• [Material for this task]:
[start]
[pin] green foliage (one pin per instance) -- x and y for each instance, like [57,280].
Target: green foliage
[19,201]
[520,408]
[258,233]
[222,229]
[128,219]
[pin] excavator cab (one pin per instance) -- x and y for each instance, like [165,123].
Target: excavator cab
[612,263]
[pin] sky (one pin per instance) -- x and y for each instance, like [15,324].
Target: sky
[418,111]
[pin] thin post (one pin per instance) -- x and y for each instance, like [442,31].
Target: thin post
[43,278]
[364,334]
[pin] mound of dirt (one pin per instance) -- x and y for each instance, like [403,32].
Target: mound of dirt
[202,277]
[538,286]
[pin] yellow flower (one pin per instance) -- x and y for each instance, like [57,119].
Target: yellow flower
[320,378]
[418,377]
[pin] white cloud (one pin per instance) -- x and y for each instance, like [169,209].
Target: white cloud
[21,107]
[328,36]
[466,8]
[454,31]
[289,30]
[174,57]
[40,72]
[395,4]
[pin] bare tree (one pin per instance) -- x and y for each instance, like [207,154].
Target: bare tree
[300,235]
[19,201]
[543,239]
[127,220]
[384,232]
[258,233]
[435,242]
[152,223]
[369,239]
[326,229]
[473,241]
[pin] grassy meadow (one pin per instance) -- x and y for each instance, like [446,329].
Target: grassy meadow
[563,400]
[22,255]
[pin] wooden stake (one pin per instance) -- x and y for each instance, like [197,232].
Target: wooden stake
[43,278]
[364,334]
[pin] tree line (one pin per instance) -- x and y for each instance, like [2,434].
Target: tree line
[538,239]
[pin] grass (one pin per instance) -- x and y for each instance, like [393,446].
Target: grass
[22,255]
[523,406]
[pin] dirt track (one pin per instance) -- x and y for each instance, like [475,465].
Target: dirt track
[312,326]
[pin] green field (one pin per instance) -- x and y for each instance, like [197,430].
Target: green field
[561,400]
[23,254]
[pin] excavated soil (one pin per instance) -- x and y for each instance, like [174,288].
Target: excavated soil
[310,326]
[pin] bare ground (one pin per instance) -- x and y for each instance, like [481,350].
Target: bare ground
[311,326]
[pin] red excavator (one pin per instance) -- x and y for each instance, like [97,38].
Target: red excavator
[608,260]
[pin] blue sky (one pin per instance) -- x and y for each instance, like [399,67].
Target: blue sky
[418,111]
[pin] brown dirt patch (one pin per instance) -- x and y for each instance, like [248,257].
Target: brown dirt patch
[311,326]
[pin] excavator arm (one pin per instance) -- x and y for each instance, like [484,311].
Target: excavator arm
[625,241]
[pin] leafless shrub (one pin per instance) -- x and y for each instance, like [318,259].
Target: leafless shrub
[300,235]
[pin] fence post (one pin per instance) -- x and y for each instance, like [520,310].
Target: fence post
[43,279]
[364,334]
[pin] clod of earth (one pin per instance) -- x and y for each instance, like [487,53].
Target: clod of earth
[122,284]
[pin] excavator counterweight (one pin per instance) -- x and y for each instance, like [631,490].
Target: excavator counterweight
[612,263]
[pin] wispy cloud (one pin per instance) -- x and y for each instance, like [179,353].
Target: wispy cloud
[end]
Please update all of the records above by changing "excavator" to "digger" and leaving everything else unchanged.

[pin] green foliage (one pin per instance) -- x and y for each instance, like [57,280].
Target: green foliage
[19,201]
[520,408]
[258,233]
[222,229]
[128,219]
[pin] digger cab (one pin per instance) -- x and y for each instance, like [165,123].
Target: digger cab
[612,263]
[pin] sky (one pin per instance) -- x and y for each instance, like [15,324].
Target: sky
[418,111]
[pin] thin post (one pin per instance) -- x and y for each instance, like [442,31].
Target: thin post
[43,278]
[364,334]
[pin] mound of dirt (one pin per instance) -- x and y for each instance, like [403,32].
Target: mound of dirt
[202,277]
[538,286]
[pin] yellow flower (one pin per instance) -- x and y for each instance, like [57,119].
Target: yellow flower
[320,378]
[418,377]
[pin] white cloud (one pin per instance) -- x and y for each instance, like [169,209].
Target: white cloud
[21,107]
[328,36]
[466,8]
[454,31]
[289,30]
[174,57]
[40,72]
[395,4]
[pin] bare tree (one pin per instance) -- x and y for each instance, like [207,154].
Target: bare tree
[300,235]
[19,201]
[543,239]
[127,220]
[384,232]
[258,233]
[435,242]
[152,223]
[369,239]
[326,229]
[473,241]
[pin] grassy meadow (one pin per instance) -- x and y for each instance, like [446,329].
Target: grassy meadow
[563,400]
[22,255]
[pin] wooden stake (one pin per instance) -- x and y for each instance, like [197,232].
Target: wooden stake
[43,278]
[364,334]
[pin] tree line (one pin per instance) -- x and y for each instance, like [2,434].
Target: tree line
[538,239]
[pin] grass (one pin per instance) -- x and y for each instance, like [393,446].
Target: grass
[22,255]
[523,406]
[pin] dirt track (one pin per instance) -- x and y for each instance, like [475,465].
Target: dirt track
[312,326]
[pin] green field (one pin per instance) -- x and y for each instance, like [197,430].
Target: green field
[561,400]
[23,254]
[pin] excavated soil (one pin per instance) -- x and y for each instance, like [174,288].
Target: excavated soil
[310,326]
[pin] bare ground (one pin per instance) -- x and y for each instance, like [481,350].
Target: bare ground
[311,326]
[pin] red digger (one pin per instance) -- x and y for each instance, like [97,38].
Target: red digger
[608,260]
[pin] blue sky (one pin per instance) -- x and y for each instance, like [399,67].
Target: blue sky
[418,111]
[pin] brown dirt patch (one pin per instance) -- x and y for each instance, like [248,257].
Target: brown dirt patch
[311,326]
[pin] digger arm (one pin per instance) -- x and y for each instance, like [484,311].
Target: digger arm
[625,241]
[pin] leafless shrub (one pin per instance) -- x and y for each instance, like [318,259].
Target: leafless shrub
[300,235]
[pin] fence post (one pin per instance) -- x and y for each instance, like [520,310].
Target: fence post
[43,279]
[364,334]
[pin] clod of earth (one pin per instance) -- x and y for each instance, like [487,53].
Target: clod of earth
[122,284]
[pin] digger counterweight (one pin per instance) -- x and y for each instance, like [631,490].
Target: digger counterweight
[612,263]
[pin] wispy cloud (one pin per instance) -- x and y for each instance, like [179,353].
Target: wispy cloud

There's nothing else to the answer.